● Your goal: Every line that holds the word "sink" needs to be copied from the data below.

● Supplied material:

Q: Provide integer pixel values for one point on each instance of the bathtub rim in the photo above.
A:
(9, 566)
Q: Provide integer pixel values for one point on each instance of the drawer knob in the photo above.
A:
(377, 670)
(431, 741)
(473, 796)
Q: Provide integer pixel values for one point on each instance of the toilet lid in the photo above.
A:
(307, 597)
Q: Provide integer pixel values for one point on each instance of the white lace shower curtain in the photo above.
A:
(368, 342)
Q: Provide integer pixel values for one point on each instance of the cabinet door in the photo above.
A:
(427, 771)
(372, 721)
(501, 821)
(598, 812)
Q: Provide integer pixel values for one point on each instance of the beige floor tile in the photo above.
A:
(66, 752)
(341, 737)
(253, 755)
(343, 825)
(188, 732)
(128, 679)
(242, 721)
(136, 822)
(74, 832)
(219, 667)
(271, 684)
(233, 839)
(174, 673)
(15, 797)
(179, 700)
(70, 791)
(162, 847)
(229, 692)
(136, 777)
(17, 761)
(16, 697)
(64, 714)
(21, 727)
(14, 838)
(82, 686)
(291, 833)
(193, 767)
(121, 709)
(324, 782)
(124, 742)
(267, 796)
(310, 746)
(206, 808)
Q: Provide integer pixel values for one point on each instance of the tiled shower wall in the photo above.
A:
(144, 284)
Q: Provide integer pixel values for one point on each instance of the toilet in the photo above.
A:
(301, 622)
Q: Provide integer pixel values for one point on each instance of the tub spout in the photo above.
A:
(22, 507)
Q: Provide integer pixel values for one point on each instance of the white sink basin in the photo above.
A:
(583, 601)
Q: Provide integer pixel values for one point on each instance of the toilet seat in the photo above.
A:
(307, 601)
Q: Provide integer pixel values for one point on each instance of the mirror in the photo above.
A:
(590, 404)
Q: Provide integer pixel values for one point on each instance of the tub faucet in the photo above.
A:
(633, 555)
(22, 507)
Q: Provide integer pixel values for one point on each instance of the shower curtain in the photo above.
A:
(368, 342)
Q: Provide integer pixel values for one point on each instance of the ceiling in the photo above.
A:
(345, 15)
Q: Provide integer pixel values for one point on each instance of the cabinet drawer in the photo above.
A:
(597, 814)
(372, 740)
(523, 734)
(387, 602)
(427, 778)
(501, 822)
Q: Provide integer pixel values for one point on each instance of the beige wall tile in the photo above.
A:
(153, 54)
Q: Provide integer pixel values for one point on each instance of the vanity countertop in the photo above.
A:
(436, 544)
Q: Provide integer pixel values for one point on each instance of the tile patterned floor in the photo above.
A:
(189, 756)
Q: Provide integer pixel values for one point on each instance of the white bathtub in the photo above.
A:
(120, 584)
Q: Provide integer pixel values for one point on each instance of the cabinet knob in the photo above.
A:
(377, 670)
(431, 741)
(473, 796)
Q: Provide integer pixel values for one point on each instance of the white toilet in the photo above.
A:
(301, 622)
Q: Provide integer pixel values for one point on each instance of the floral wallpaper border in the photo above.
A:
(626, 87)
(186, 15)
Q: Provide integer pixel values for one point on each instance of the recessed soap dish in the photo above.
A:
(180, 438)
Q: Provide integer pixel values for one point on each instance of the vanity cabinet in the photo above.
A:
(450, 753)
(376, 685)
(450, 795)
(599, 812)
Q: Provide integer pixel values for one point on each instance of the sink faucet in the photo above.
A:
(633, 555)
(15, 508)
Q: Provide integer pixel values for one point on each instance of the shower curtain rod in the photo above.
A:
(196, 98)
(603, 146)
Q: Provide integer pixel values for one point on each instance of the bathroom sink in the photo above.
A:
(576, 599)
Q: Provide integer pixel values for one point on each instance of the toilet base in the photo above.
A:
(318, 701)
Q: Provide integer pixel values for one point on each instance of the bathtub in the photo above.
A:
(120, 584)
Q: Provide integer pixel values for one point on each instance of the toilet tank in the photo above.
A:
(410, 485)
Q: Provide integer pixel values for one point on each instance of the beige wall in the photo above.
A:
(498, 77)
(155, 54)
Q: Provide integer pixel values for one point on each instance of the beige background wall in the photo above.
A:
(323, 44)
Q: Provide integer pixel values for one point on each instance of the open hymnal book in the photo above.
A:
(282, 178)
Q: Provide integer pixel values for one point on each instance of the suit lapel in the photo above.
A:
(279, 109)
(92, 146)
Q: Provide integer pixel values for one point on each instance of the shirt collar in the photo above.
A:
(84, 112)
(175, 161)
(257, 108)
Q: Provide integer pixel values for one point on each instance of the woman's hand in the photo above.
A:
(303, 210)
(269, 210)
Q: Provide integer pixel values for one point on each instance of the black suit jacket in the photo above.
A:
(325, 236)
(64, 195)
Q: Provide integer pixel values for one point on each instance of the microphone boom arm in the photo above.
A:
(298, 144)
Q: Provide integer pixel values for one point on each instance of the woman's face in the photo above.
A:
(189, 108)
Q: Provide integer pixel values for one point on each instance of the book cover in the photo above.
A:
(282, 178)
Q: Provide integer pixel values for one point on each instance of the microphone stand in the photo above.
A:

● Result for this task:
Q: Provide integer pixel values for one point on each instance of the white sink basin in the photo above.
Q: Provide integer pixel values for one point on each instance of the sink faucet in the photo above.
Q: Provide integer pixel values for one point on each instance of the bathroom sink in the photo above.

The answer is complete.